Source data
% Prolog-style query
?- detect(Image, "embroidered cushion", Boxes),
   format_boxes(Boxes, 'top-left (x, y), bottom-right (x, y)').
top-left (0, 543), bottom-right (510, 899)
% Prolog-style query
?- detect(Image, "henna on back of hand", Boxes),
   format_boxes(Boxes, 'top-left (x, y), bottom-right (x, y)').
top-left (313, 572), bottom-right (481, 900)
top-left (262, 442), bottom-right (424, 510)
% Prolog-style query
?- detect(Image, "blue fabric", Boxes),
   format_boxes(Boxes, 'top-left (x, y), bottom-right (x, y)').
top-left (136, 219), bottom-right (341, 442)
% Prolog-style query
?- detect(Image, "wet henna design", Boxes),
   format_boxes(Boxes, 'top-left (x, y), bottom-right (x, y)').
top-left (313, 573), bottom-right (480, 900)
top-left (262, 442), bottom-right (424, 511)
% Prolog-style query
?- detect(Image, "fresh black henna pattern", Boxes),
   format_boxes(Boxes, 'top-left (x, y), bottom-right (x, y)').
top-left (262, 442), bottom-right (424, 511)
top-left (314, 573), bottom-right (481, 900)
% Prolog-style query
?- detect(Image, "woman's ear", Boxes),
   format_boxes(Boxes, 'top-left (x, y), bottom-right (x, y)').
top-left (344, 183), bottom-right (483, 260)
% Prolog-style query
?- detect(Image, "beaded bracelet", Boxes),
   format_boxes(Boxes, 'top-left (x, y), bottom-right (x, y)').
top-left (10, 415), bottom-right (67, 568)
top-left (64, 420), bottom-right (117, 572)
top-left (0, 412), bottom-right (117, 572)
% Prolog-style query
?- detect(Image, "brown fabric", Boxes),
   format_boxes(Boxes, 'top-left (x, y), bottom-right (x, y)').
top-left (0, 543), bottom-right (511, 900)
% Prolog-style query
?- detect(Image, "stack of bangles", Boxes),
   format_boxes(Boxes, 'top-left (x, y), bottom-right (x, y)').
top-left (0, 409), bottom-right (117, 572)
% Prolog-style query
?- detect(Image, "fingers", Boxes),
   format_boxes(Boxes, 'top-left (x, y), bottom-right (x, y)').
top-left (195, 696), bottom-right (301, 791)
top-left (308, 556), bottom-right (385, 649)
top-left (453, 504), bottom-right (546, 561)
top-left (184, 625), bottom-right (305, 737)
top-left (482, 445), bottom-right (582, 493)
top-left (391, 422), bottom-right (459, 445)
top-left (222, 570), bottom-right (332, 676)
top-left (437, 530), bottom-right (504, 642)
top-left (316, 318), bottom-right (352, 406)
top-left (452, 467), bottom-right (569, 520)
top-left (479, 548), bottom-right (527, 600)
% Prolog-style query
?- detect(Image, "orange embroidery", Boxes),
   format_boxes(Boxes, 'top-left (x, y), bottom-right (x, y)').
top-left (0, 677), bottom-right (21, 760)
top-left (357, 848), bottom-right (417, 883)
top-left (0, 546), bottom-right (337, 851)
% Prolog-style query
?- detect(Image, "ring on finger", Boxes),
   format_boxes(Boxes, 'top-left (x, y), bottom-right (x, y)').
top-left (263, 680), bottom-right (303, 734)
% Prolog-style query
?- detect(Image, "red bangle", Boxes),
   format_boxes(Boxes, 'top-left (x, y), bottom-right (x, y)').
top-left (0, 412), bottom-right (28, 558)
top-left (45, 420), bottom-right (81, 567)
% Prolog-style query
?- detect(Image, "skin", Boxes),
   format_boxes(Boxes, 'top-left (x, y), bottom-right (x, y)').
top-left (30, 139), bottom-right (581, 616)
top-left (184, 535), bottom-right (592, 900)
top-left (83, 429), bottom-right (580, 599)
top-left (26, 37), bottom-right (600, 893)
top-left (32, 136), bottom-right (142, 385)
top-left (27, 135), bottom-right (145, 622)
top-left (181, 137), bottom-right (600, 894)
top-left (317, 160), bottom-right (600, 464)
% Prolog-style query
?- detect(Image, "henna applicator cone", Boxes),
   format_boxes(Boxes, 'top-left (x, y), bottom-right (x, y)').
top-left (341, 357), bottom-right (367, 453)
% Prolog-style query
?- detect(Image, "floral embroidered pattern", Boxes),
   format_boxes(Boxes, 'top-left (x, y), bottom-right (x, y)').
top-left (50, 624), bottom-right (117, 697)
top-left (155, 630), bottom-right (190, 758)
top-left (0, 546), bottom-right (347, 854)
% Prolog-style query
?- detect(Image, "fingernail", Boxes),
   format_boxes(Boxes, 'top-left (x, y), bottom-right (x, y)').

ACTIVITY =
Please say how many lines in the records contain the word "pattern", and give only that number.

OUTPUT FOR THIS TASK =
2